- _WHAT IS BEING ASKED_
Count the lines in the entries below that contain the string "stirrup". Give only the number.

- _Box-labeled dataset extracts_
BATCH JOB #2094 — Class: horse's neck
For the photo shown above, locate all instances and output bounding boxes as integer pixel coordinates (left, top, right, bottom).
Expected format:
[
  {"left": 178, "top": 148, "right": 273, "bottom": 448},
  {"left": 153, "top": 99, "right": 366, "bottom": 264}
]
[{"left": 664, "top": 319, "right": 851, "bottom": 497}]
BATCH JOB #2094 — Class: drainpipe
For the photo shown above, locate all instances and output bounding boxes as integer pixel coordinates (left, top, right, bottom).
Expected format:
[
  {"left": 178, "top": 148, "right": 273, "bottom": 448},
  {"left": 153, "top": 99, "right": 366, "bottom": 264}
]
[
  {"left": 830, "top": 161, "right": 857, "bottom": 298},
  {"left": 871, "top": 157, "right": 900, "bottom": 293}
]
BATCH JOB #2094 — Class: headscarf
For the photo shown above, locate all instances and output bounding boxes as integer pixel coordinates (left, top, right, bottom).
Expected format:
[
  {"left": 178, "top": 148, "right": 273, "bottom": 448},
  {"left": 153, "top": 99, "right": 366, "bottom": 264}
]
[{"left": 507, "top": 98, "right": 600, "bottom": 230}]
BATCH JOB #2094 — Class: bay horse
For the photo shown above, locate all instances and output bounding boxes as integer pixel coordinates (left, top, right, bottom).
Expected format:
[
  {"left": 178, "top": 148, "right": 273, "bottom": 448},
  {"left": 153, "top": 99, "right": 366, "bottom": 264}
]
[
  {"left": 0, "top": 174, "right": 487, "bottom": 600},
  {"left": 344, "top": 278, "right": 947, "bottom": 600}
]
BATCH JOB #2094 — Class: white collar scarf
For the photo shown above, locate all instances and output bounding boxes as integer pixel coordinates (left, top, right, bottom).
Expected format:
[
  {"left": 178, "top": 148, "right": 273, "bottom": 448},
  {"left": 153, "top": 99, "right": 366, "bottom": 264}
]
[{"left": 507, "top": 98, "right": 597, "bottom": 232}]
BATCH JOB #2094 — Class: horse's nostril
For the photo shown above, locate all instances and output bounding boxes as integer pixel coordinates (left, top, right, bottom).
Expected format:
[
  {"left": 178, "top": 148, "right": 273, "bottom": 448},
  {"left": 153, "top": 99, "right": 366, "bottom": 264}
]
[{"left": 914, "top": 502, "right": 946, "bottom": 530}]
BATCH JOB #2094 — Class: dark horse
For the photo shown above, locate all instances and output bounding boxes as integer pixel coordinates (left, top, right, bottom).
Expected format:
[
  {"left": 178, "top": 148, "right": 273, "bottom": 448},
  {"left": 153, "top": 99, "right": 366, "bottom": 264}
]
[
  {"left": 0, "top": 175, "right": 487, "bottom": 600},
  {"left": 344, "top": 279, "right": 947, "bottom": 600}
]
--
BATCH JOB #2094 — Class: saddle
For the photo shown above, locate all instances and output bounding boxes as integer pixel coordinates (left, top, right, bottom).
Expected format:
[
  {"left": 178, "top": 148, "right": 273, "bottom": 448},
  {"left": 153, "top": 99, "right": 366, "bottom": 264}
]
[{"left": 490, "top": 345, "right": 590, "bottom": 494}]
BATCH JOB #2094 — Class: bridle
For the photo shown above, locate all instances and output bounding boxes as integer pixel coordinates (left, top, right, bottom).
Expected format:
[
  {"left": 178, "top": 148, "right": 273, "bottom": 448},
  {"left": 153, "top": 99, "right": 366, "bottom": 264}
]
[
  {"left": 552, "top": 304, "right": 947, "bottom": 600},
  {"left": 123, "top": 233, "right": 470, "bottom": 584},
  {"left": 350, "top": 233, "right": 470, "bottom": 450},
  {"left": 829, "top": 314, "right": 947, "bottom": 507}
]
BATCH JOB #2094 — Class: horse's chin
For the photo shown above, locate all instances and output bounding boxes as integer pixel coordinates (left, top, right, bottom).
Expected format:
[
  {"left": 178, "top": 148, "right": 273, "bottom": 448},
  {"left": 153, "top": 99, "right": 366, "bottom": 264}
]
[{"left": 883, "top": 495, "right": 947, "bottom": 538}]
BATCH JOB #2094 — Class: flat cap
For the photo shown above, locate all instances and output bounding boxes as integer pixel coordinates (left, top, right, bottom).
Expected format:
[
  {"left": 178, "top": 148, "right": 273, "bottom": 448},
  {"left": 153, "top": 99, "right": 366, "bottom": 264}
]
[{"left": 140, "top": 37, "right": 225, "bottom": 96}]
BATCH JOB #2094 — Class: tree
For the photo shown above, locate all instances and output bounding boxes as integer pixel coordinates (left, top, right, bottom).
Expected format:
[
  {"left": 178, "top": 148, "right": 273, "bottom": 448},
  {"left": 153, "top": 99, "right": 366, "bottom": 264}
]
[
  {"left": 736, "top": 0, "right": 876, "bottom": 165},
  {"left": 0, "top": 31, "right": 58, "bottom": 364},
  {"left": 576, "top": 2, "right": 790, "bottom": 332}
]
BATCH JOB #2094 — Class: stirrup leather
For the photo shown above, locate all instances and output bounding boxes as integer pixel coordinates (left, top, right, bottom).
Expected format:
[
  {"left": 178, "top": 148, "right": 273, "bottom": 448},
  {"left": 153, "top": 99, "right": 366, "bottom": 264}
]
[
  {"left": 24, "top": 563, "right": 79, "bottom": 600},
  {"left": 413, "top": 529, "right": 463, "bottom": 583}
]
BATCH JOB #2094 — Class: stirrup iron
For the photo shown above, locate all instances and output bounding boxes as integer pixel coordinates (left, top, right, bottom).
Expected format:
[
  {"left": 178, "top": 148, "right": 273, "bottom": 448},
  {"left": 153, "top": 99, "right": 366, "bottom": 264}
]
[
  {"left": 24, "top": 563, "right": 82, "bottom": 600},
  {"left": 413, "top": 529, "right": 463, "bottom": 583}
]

- _EXPECTED ANSWER_
2